───── Fragmento citado
Hace más de una década nuestro diario lo trató en detalle. Pero vamos a recordarlo sucintamente porque el caso D’Andrea Mohr salta ahora a la actualidad por su reciente libro Memoria de vida. Título que hace juego con la debida memoria con la que los argentinos tendríamos que haber cumplido a partir del día en que comenzaron a funcionar las instituciones republicanas, en aquel diciembre de 1983.
El capitán D’Andrea Mohr –que había sido obligado a pasar a retiro en diciembre de 1976 por negarse a cumplir determinadas órdenes– escribirá en un diario, en 1985, una carta en la que calificaba de cobardes y criminales a las Juntas y llamaba heroicas a las Madres de Plaza de Mayo. De inmediato, el general Manuel Agustín Estol –un nombre para recordar como servidor de la burocracia uniformada– le inició juicio al rebelde en dignidad “por deslealtad para con camaradas e instituciones de las fuerzas armadas”. Cuando era todo lo contrario: el acusado había sido íntegramente fiel al honor y a la verdad. Y entonces, el digno oficial le contestará al tribunal militar estas palabras dignas de la antología del honor: “Se me acusa de deslealtad para con camaradas o instituciones, por publicar lo que pienso de quienes han vulnerado, desde el poder usurpado y total, valores que se debían y debieron defender. ¿Qué lealtad de camarada se puede tener hacia quienes matan en nombre de la vida, roban en nombre de la propiedad privada, aman el odio, predican los valores familiares y secuestran, violan y saquean; todo ello en nombre de sus propias miserias que, lejos de ser motivo de arrepentimiento, constituyen blasones inmorales de una supuesta cruzada defensora del Occidente cristiano?”.
──────────
───── Datos de entrada
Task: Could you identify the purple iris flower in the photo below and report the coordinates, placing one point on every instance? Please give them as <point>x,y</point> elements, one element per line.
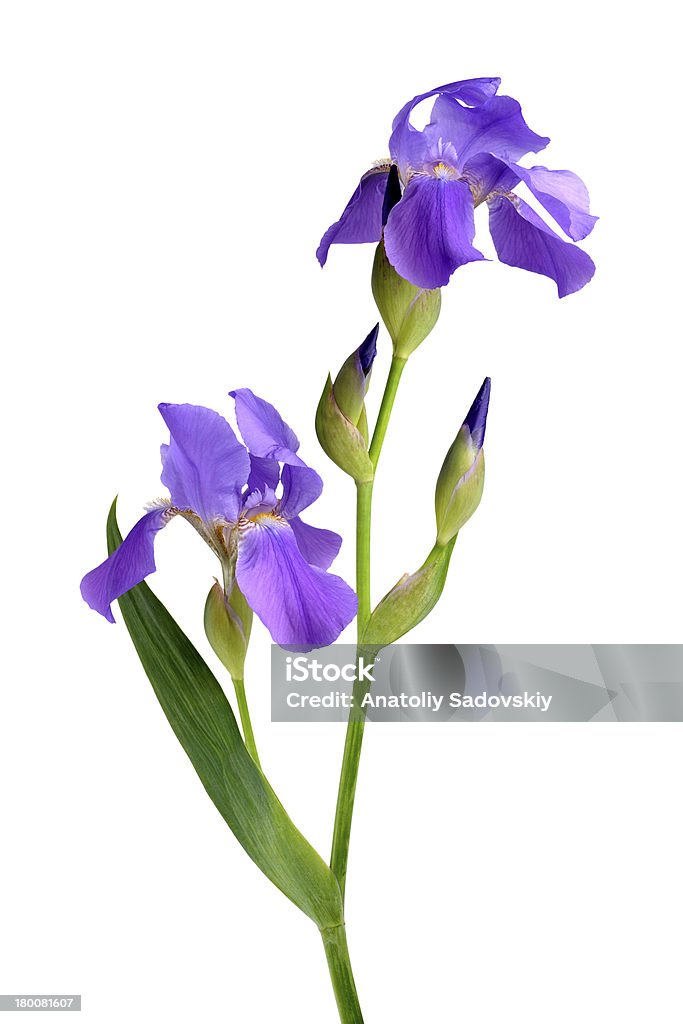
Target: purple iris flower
──────────
Acción requerida A >>
Devuelve sin cambios la parte del fragmento citado que comienza en las palabras "Hace más de" y termina después de "diciembre de 1983.".
Acción requerida B >>
Indica si cada afirmación concuerda con el fragmento citado, respondiendo sí o no y citando textualmente las palabras que lo deciden: (i) D'Andrea Mohr fue obligado a pasar a retiro en diciembre de 1976; (ii) la carta contra las Juntas apareció en un diario en 1983; (iii) fue el general Manuel Agustín Estol quien le inició juicio.

Espacio de respuesta A >>
Hace más de una década nuestro diario lo trató en detalle. Pero vamos a recordarlo sucintamente porque el caso D’Andrea Mohr salta ahora a la actualidad por su reciente libro Memoria de vida. Título que hace juego con la debida memoria con la que los argentinos tendríamos que haber cumplido a partir del día en que comenzaron a funcionar las instituciones republicanas, en aquel diciembre de 1983.

Espacio de respuesta B >>
(i) Sí: "había sido obligado a pasar a retiro en diciembre de 1976".
(ii) No: "escribirá en un diario, en 1985, una carta".
(iii) Sí: "el general Manuel Agustín Estol" y "le inició juicio al rebelde en dignidad".